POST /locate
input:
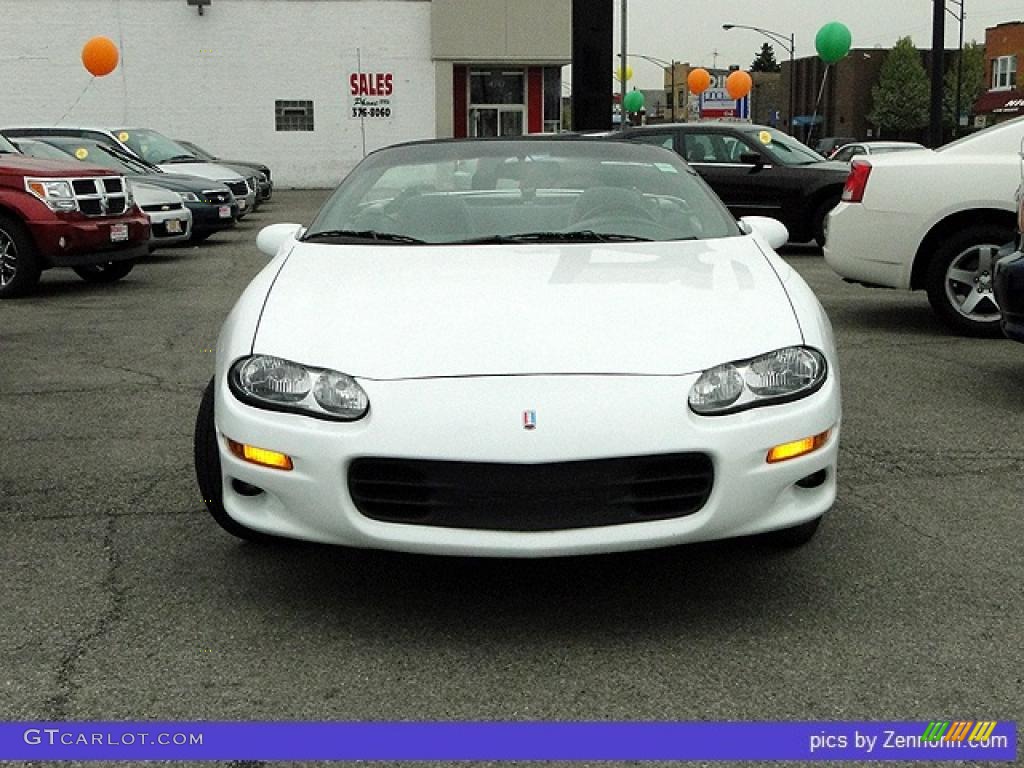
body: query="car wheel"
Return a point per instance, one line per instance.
(112, 271)
(208, 473)
(18, 262)
(794, 537)
(819, 220)
(960, 280)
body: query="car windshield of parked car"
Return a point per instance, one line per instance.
(484, 192)
(154, 147)
(89, 152)
(36, 148)
(199, 152)
(785, 150)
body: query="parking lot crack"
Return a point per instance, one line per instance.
(113, 588)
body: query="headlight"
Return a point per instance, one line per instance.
(56, 195)
(776, 377)
(278, 384)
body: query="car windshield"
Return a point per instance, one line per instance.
(152, 146)
(199, 152)
(36, 148)
(493, 192)
(784, 148)
(90, 152)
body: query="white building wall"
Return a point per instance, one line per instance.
(213, 79)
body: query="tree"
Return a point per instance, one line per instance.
(900, 100)
(765, 60)
(971, 86)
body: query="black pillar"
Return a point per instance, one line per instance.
(938, 49)
(592, 65)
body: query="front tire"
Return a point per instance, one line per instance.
(208, 474)
(112, 271)
(820, 214)
(960, 280)
(18, 261)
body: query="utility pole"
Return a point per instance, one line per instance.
(938, 50)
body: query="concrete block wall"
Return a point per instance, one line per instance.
(214, 79)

══════

#### [SET EXERCISE]
Recast all the records above as a Markdown table with the columns Row and Text, giving one numbered row per line and skipping blank lines. Omit the pictures.

#### [EXERCISE RESULT]
| Row | Text |
|---|---|
| 1 | POST /locate |
| 2 | input: |
| 3 | body: query="car wheel" |
| 4 | Return a point per instance, one line per instance. |
| 5 | (112, 271) |
| 6 | (208, 473) |
| 7 | (18, 262) |
| 8 | (794, 537) |
| 9 | (819, 220) |
| 10 | (960, 280) |
| 11 | body: query="car windshield of parked car" |
| 12 | Return a point per instance, one line per instance. |
| 13 | (484, 192) |
| 14 | (154, 147) |
| 15 | (89, 152) |
| 16 | (36, 148) |
| 17 | (199, 152) |
| 18 | (785, 150) |
| 19 | body: query="parking lot crack" |
| 20 | Return a point per instance, one line per instance. |
| 21 | (113, 588) |
| 22 | body: query="headlight" |
| 23 | Return a point per instance, one line per instance. |
| 24 | (56, 195) |
| 25 | (776, 377) |
| 26 | (278, 384) |
| 27 | body: query="car windshield" |
| 28 | Return a point per instance, one line per instance. |
| 29 | (152, 146) |
| 30 | (199, 152) |
| 31 | (36, 148) |
| 32 | (493, 192) |
| 33 | (784, 148) |
| 34 | (90, 152) |
| 35 | body: query="white building wall" |
| 36 | Return a point per instance, one line per instance. |
| 37 | (213, 79) |
| 38 | body: query="tree" |
| 39 | Return a point per instance, one line per instance. |
| 40 | (900, 100) |
| 41 | (765, 60) |
| 42 | (971, 86) |
| 43 | body: query="black pillar" |
| 44 | Return a point per instance, one line per instance. |
| 45 | (938, 49) |
| 46 | (592, 65) |
| 47 | body: query="front tire" |
| 48 | Return a point per instance, one line per instance. |
| 49 | (208, 474) |
| 50 | (112, 271) |
| 51 | (820, 214) |
| 52 | (960, 280) |
| 53 | (18, 261) |
| 54 | body: query="utility pole" |
| 55 | Return a point per instance, one line per instance. |
| 56 | (938, 50) |
| 57 | body: query="concrete block wall" |
| 58 | Return a point per instance, one line per instance. |
| 59 | (214, 79) |